To be done:
[A] Can you return the forum post about the MLE of a restricted RV, word for word?
[B] Would you retype the records from their first line through the line containing "[0,0,1110,800]", including both ends and leaving out the pictures?

[START OF Document excerpt]

Re: MLE of a restricted RV
- From: Ray Koopman <koopman@xxxxxx>
- Date: Tue, 21 Aug 2007 23:44:57 -0700
On Aug 21, 5:23 pm, Outlier <MTBrenne...@xxxxxxxxx> wrote:
Hi,
I am curious if anyone can suggest a solution to this problem.
I want to find the MLE for an angle, a. The sine of the angle is
normally distributed s.t.
X ~ N( sin(a0), s^2)
Of course, I am interested in the distribution of phi. Making the
normal change of variables requires I restrict the pdf so |X|<1.
Letting:
FX(x|a0) = CDF for X given a0
then I can define the "mixed" pdf:
Case 1 : F(-1|a0) for X=-1
f (y) = Case 2 : Normal PDF for -1<X<1 (using transformation
of rv rule)

[END OF Document excerpt]
[START OF Dataset extract]

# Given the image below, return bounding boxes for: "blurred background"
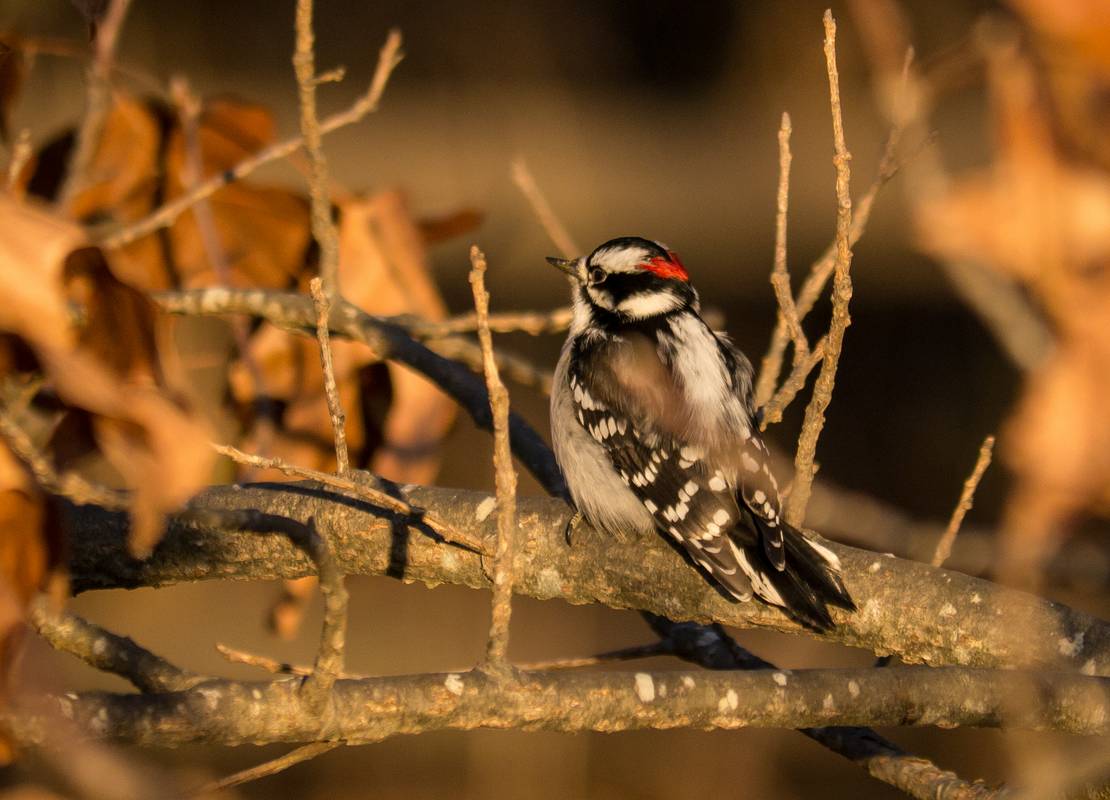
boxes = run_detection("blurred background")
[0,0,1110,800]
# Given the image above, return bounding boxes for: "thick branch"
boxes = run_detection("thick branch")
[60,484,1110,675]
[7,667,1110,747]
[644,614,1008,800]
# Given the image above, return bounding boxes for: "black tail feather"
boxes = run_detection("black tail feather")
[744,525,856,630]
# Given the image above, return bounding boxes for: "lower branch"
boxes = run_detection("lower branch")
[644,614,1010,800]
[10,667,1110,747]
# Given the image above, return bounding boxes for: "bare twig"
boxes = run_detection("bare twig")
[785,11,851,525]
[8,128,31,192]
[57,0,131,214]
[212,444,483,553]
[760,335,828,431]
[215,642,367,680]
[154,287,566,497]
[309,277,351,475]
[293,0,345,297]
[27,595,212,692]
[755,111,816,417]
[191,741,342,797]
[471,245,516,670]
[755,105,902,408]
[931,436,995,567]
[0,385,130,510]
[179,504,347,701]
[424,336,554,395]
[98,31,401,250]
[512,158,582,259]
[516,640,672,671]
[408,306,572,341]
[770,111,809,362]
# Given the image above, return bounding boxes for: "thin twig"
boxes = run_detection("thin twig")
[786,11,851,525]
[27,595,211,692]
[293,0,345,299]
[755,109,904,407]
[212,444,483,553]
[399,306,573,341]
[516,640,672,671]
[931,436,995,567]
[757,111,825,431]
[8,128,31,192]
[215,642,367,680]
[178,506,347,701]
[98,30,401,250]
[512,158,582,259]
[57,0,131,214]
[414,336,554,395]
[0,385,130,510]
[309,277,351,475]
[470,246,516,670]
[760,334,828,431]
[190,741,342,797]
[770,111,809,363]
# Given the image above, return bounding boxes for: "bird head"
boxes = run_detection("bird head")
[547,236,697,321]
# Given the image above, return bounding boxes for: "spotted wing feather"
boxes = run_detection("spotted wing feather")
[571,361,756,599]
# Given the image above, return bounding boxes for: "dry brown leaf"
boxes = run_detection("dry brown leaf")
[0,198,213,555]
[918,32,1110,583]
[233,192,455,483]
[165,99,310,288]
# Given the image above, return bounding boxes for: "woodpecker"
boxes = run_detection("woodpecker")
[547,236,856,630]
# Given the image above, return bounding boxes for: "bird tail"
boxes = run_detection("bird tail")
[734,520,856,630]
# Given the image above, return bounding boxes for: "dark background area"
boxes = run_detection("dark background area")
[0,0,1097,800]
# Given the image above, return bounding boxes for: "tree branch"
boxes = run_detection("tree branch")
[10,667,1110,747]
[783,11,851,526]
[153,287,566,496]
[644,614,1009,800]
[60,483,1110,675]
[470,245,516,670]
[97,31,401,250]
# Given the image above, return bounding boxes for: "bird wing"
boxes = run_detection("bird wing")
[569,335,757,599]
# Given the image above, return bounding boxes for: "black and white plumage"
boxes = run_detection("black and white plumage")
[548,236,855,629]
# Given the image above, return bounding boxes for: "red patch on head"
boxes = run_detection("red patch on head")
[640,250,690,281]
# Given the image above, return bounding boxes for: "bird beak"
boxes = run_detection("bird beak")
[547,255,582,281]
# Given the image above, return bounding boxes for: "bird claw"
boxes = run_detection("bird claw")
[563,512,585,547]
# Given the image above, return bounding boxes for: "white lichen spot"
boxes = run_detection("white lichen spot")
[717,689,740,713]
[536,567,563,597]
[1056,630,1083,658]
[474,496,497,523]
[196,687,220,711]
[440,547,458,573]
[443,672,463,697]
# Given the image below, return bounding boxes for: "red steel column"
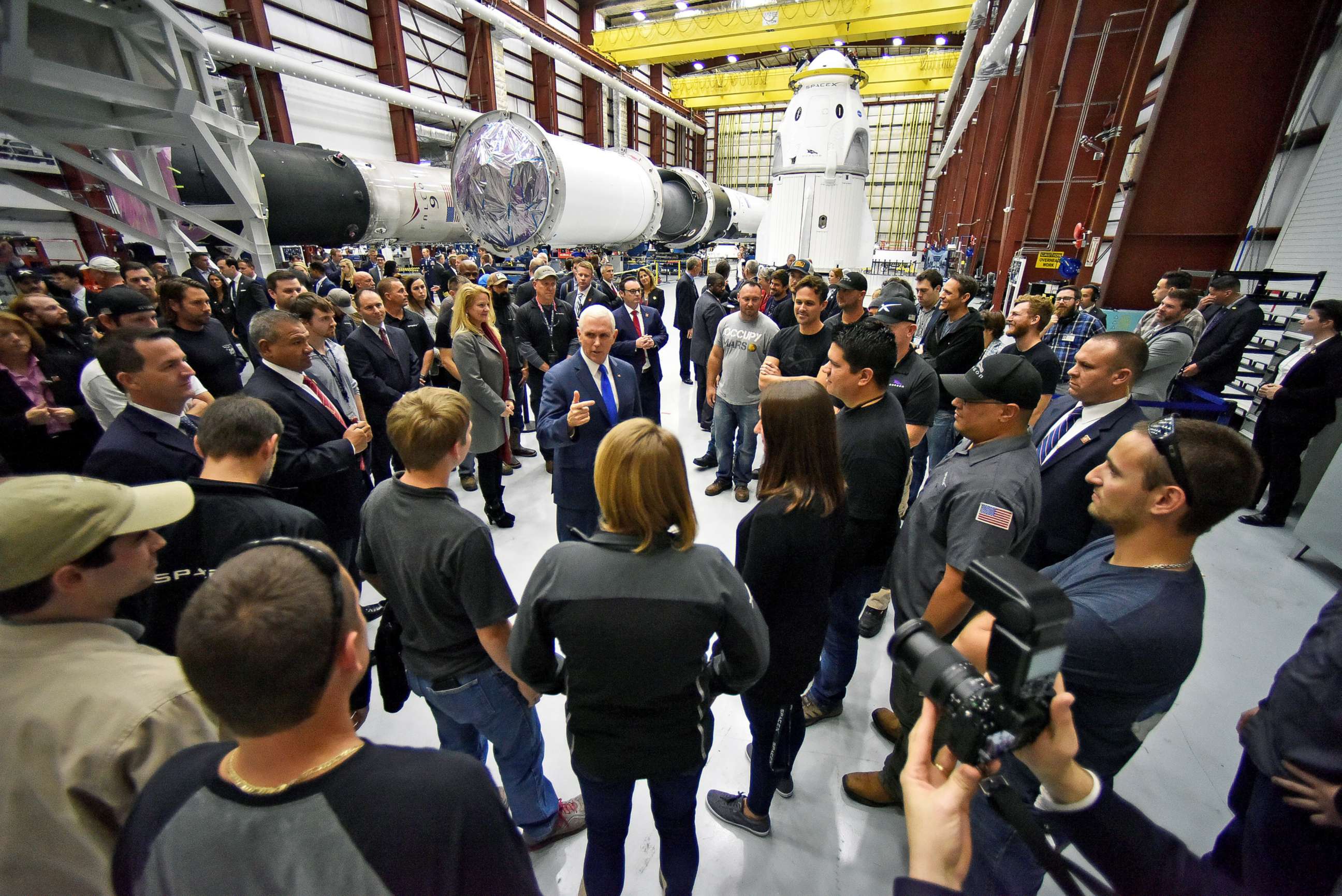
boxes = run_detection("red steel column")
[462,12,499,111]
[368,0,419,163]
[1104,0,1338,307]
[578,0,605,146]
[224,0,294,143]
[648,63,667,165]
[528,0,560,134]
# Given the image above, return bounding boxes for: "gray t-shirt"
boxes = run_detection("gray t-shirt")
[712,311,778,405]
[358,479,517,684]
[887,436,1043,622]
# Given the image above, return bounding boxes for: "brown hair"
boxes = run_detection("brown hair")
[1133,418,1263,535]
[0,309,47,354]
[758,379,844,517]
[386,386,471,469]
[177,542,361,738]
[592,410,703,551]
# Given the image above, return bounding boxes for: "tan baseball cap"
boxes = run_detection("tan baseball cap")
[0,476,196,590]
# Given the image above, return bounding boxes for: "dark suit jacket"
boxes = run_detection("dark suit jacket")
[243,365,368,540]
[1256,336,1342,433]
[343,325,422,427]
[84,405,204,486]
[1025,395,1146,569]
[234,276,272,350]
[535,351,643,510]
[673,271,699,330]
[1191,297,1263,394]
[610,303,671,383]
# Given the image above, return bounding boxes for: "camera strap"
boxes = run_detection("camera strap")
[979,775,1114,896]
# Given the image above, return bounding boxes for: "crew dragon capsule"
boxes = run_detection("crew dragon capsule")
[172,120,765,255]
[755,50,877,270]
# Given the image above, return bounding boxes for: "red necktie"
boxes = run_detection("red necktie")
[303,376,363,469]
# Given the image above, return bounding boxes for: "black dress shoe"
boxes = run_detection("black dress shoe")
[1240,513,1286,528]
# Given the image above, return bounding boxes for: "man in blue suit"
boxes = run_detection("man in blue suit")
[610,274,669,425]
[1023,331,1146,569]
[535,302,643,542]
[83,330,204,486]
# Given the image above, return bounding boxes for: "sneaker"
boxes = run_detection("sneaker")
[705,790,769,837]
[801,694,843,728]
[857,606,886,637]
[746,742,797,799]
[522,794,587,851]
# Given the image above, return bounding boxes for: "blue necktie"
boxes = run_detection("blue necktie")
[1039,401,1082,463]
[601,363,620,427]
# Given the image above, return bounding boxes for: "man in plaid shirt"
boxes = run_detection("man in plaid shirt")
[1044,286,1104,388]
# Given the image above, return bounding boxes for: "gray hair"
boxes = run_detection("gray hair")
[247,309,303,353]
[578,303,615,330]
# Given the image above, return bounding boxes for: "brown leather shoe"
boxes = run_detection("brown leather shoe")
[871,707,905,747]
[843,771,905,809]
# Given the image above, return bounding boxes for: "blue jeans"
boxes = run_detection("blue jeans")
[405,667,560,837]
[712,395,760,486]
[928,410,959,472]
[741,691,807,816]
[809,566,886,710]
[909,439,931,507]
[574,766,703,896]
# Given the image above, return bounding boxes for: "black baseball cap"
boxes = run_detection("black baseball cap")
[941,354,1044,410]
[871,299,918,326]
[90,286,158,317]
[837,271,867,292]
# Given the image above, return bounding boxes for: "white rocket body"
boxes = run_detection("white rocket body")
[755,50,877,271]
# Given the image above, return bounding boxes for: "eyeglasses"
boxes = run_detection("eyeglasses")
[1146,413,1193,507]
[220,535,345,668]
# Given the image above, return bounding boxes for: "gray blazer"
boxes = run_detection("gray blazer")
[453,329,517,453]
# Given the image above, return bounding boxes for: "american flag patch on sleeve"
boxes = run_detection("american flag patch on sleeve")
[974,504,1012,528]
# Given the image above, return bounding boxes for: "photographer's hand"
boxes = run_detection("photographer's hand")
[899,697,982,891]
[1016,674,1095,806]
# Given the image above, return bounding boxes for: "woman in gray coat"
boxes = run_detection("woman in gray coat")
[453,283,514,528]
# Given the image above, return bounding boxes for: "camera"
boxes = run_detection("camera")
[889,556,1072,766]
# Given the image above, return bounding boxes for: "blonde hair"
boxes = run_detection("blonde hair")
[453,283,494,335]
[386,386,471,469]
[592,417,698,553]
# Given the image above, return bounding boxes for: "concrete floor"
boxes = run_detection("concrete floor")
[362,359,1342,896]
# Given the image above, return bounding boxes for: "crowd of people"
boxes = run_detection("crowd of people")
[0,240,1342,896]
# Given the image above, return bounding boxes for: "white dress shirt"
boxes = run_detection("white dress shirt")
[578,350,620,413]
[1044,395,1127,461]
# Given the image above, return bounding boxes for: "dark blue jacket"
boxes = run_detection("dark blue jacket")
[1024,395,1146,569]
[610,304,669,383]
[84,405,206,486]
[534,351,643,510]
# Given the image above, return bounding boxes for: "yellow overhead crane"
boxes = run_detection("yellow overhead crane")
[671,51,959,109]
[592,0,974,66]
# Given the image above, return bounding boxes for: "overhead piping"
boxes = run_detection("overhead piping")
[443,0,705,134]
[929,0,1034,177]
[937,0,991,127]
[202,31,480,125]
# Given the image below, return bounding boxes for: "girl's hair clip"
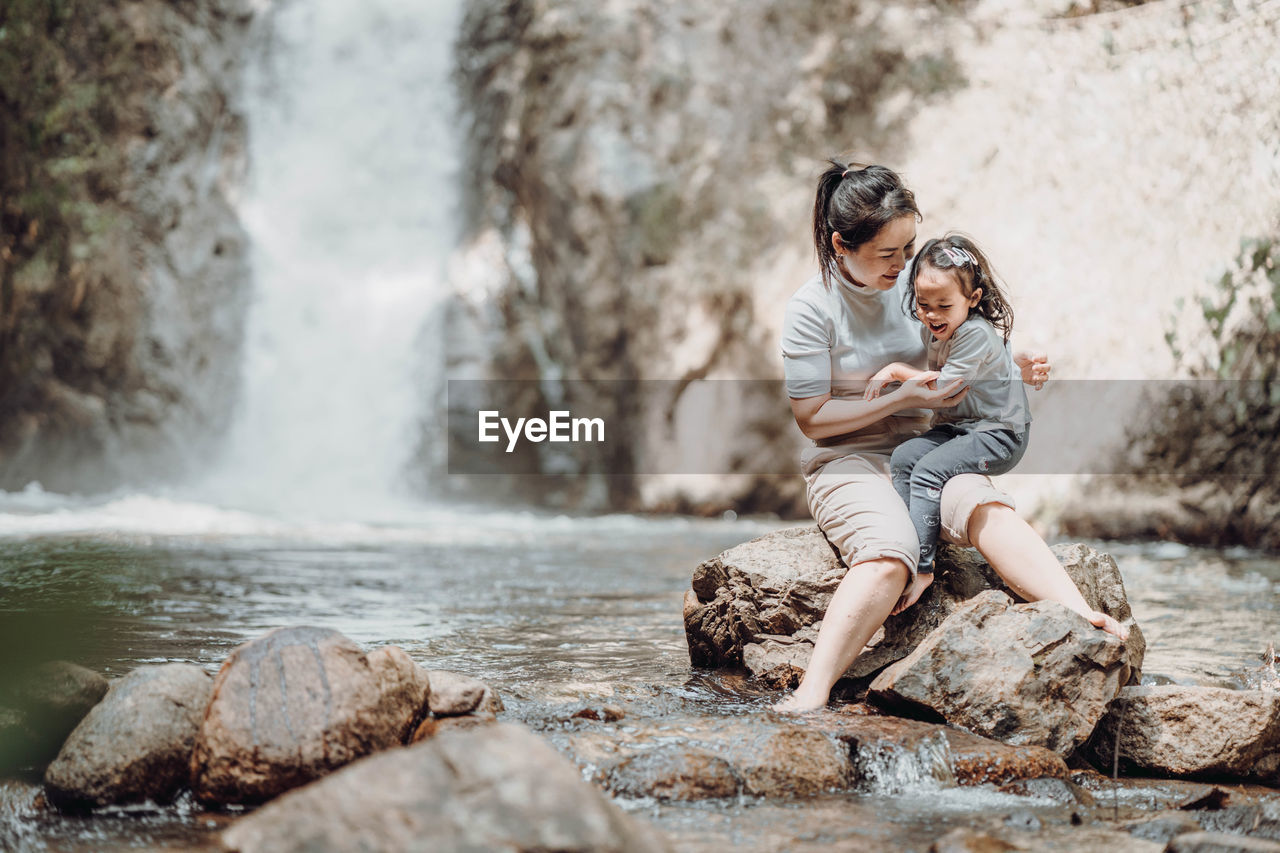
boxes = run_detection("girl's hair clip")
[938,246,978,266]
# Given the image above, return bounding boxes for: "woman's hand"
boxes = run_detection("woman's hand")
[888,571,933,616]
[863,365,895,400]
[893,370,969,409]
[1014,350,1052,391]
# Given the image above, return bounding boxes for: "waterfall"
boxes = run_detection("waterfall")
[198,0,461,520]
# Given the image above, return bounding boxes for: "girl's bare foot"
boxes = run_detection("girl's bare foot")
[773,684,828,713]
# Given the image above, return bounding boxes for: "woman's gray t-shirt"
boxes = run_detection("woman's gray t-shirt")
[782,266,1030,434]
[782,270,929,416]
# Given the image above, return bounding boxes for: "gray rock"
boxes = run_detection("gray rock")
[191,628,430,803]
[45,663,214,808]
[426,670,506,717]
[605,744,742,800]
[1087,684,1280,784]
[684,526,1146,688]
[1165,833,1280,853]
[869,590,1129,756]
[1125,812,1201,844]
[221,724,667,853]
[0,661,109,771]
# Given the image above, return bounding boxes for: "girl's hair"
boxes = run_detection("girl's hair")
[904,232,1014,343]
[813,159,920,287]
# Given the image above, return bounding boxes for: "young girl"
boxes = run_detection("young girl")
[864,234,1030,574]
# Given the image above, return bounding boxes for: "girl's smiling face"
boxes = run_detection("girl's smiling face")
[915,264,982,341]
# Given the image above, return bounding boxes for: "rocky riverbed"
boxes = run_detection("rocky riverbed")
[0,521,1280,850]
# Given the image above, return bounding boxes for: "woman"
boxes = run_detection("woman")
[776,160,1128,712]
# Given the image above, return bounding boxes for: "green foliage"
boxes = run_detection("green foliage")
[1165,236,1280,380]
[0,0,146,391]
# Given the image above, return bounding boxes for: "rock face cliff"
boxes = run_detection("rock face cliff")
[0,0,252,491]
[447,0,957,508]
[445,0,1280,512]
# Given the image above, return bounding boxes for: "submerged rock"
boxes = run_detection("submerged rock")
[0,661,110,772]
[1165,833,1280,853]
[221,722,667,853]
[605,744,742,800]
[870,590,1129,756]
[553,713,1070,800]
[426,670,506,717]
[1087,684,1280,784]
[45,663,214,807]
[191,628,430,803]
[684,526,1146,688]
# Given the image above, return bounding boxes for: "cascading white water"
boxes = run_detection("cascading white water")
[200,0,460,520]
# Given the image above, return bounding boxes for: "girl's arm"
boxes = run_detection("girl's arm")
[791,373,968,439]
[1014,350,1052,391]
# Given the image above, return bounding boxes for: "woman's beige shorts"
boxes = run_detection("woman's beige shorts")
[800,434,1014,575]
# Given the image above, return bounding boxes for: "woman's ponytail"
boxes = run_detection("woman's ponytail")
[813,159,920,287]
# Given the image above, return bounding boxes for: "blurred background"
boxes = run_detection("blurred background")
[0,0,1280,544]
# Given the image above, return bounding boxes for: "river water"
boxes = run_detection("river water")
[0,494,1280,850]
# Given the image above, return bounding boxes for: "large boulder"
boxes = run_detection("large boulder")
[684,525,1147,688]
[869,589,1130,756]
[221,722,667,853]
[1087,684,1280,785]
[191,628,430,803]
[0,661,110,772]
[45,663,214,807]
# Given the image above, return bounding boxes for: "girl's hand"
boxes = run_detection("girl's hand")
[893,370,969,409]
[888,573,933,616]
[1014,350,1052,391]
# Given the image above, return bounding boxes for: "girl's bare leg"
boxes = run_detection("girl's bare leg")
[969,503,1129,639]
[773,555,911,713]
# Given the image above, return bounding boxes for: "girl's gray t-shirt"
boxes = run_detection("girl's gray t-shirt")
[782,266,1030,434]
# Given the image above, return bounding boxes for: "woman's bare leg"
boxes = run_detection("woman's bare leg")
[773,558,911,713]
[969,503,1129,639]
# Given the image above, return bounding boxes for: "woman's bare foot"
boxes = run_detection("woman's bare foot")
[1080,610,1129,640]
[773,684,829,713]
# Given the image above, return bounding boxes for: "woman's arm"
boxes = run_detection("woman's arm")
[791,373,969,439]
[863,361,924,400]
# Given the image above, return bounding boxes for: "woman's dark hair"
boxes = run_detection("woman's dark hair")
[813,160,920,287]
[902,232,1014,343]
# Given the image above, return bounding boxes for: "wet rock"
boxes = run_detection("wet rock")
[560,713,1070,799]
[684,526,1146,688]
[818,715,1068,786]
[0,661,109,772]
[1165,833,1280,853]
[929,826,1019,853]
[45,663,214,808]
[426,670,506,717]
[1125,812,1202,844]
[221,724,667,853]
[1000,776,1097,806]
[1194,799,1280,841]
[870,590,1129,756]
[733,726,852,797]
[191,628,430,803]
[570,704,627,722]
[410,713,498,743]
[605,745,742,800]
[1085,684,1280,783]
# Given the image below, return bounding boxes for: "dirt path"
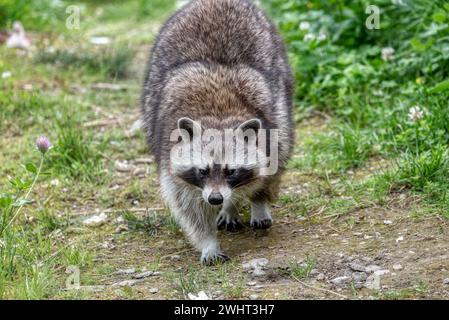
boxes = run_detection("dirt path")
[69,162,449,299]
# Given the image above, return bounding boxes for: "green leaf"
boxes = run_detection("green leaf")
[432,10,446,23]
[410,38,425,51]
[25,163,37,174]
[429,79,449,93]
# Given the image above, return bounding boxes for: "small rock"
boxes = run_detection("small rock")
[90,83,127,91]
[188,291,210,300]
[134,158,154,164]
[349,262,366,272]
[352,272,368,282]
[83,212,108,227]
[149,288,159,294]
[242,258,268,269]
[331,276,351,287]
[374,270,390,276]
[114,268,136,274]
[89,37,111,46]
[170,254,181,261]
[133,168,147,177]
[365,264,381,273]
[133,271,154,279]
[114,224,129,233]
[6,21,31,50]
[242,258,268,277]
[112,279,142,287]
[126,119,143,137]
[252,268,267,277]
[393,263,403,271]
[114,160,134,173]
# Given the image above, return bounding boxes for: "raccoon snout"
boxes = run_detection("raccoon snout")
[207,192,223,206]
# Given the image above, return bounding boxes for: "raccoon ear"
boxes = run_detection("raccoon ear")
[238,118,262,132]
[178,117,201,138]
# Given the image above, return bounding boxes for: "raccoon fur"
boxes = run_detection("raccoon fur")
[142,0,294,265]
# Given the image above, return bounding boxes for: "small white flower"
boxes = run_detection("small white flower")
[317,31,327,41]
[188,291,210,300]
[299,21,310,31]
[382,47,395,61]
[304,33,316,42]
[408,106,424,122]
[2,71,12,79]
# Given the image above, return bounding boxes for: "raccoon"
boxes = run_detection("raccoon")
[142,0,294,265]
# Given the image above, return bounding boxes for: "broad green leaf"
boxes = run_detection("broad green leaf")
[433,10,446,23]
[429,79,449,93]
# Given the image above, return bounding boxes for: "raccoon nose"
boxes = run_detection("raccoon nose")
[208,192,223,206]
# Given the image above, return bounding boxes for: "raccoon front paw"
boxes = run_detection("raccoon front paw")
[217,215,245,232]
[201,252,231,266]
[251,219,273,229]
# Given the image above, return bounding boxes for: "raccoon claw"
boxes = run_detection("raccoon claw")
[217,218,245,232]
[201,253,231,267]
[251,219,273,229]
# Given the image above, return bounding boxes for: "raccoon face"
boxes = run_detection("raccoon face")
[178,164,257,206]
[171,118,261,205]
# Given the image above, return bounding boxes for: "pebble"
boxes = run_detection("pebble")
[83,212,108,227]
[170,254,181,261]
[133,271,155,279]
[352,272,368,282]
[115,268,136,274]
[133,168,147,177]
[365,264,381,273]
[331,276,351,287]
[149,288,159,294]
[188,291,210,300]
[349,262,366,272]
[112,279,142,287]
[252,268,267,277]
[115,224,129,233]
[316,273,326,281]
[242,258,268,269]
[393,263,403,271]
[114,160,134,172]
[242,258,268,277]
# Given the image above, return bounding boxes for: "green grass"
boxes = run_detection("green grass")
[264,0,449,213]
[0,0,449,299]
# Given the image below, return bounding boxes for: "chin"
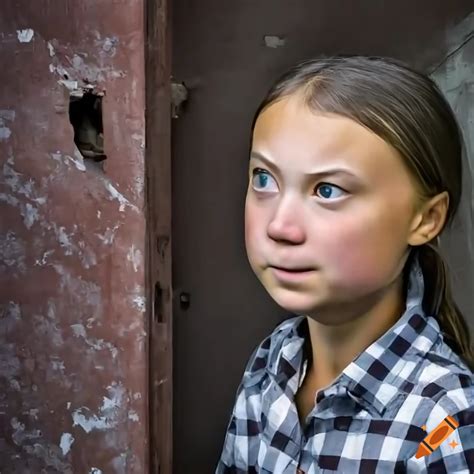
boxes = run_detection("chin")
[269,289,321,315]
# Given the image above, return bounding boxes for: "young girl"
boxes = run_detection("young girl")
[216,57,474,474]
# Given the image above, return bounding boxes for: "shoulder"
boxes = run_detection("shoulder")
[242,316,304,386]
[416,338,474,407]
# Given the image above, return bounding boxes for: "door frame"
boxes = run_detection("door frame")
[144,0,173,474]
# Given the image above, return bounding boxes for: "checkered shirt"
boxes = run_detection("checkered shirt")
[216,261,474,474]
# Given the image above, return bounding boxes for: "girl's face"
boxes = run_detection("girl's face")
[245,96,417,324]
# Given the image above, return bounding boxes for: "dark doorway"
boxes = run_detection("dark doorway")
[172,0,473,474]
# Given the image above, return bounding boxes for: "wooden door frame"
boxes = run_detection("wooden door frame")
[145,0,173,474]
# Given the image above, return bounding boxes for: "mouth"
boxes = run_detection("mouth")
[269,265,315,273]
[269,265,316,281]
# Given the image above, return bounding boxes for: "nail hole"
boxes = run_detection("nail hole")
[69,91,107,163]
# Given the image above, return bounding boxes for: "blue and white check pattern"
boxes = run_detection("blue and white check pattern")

[END OF Dataset extract]

Set of answers:
[A]
Re: MLE of a restricted RV
- From: Ray Koopman <koopman@xxxxxx>
- Date: Tue, 21 Aug 2007 23:44:57 -0700
On Aug 21, 5:23 pm, Outlier <MTBrenne...@xxxxxxxxx> wrote:
Hi,
I am curious if anyone can suggest a solution to this problem.
I want to find the MLE for an angle, a. The sine of the angle is
normally distributed s.t.
X ~ N( sin(a0), s^2)
Of course, I am interested in the distribution of phi. Making the
normal change of variables requires I restrict the pdf so |X|<1.
Letting:
FX(x|a0) = CDF for X given a0
then I can define the "mixed" pdf:
Case 1 : F(-1|a0) for X=-1
f (y) = Case 2 : Normal PDF for -1<X<1 (using transformation
of rv rule)

[B]
# Given the image below, return bounding boxes for: "blurred background"
boxes = run_detection("blurred background")
[0,0,1110,800]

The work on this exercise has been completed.